--- Extract provided Enclosed Below ---

Somewhere in MY lifetime I learned the helpful advice “Don’t push or grab glass building materials anywhere but the handle” and “Push an elevator button to open the doors”. Sometimes you get reminders of these lessons and their importance.
The school’s boy’s bathroom had a glass door that swings a little to wide into the hallway. If you are a small person you can push the door from the inside of the bathroom out into the hallway and slip through the opening created by this flaw. No one designs a door to a bathroom to open into a hallway of a school because if someone was running down the hallway they’d run face first into a plate glass door. That’d be seriously dangerous. As badly designed and unsafe as the work environments can be, that’s too much even for Korea.
The door, and the bathroom, were designed the have the rubber seal on the bottom of the door set up to prevent the door from opening the wrong way, but over time, hundreds of tiny hands pushing the door out into the hall instead of in towards the bathroom interior has worn down the rubber seal and compounded the problem. The door only stops in the hallway when the rubber seal catches on part of the floor.There is no permanent jam on the door to stop it.
The problem is that the door’s handles are easier for taller people to use, so the children push directly on the glass instead of pulling the door towards themselves. There is a frosting on the bottom of the glass to prevent anyone spying on you while you use the facilities, and a big sign that says “PUSH” from the hallway, and “PULL” on the inside of the door written in Korean. Despite these signs, half the time the door is swung into the hallway and I have to properly shut the door when I use the urinal.

--- End of Enclosed Extract provided ---
--- Information Enclosed Below ---

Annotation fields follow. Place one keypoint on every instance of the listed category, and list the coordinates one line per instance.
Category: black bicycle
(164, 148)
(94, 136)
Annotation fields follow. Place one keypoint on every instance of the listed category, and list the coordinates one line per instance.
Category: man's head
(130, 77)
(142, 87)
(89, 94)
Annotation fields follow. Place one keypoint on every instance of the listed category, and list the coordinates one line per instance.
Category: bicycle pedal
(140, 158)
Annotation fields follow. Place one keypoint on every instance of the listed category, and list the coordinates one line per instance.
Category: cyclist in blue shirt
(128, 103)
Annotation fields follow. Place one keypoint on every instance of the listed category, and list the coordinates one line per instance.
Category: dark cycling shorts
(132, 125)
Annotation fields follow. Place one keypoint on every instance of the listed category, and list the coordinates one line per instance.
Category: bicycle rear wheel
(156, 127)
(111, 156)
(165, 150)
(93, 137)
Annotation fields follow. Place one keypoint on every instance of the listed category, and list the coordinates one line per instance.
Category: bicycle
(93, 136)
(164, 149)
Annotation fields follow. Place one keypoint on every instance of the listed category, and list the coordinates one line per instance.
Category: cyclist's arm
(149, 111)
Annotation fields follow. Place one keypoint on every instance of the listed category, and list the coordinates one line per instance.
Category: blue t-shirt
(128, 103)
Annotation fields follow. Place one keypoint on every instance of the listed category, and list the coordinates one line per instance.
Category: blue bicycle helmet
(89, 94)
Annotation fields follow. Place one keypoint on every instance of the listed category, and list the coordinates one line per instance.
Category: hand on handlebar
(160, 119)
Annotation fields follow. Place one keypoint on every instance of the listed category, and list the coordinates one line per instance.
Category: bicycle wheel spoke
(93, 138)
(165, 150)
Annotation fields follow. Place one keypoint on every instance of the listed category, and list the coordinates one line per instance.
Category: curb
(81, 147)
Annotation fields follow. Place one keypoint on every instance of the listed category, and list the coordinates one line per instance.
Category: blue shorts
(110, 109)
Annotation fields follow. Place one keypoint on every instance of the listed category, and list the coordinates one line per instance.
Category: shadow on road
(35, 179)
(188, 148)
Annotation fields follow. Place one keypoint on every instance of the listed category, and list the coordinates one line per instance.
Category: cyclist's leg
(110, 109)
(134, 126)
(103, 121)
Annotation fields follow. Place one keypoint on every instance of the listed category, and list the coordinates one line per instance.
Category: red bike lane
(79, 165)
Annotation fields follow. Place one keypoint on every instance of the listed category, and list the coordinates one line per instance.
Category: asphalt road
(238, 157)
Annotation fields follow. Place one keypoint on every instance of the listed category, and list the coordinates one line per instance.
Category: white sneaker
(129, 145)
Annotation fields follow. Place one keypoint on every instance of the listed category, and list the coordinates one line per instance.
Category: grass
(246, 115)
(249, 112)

--- End of Enclosed Information ---

Exercise aim: Repeat the whole text about the school bathroom's glass door word for word. The entries are separate material and have no connection to the text about the school bathroom door.

The answer:
Somewhere in MY lifetime I learned the helpful advice “Don’t push or grab glass building materials anywhere but the handle” and “Push an elevator button to open the doors”. Sometimes you get reminders of these lessons and their importance.
The school’s boy’s bathroom had a glass door that swings a little to wide into the hallway. If you are a small person you can push the door from the inside of the bathroom out into the hallway and slip through the opening created by this flaw. No one designs a door to a bathroom to open into a hallway of a school because if someone was running down the hallway they’d run face first into a plate glass door. That’d be seriously dangerous. As badly designed and unsafe as the work environments can be, that’s too much even for Korea.
The door, and the bathroom, were designed the have the rubber seal on the bottom of the door set up to prevent the door from opening the wrong way, but over time, hundreds of tiny hands pushing the door out into the hall instead of in towards the bathroom interior has worn down the rubber seal and compounded the problem. The door only stops in the hallway when the rubber seal catches on part of the floor.There is no permanent jam on the door to stop it.
The problem is that the door’s handles are easier for taller people to use, so the children push directly on the glass instead of pulling the door towards themselves. There is a frosting on the bottom of the glass to prevent anyone spying on you while you use the facilities, and a big sign that says “PUSH” from the hallway, and “PULL” on the inside of the door written in Korean. Despite these signs, half the time the door is swung into the hallway and I have to properly shut the door when I use the urinal.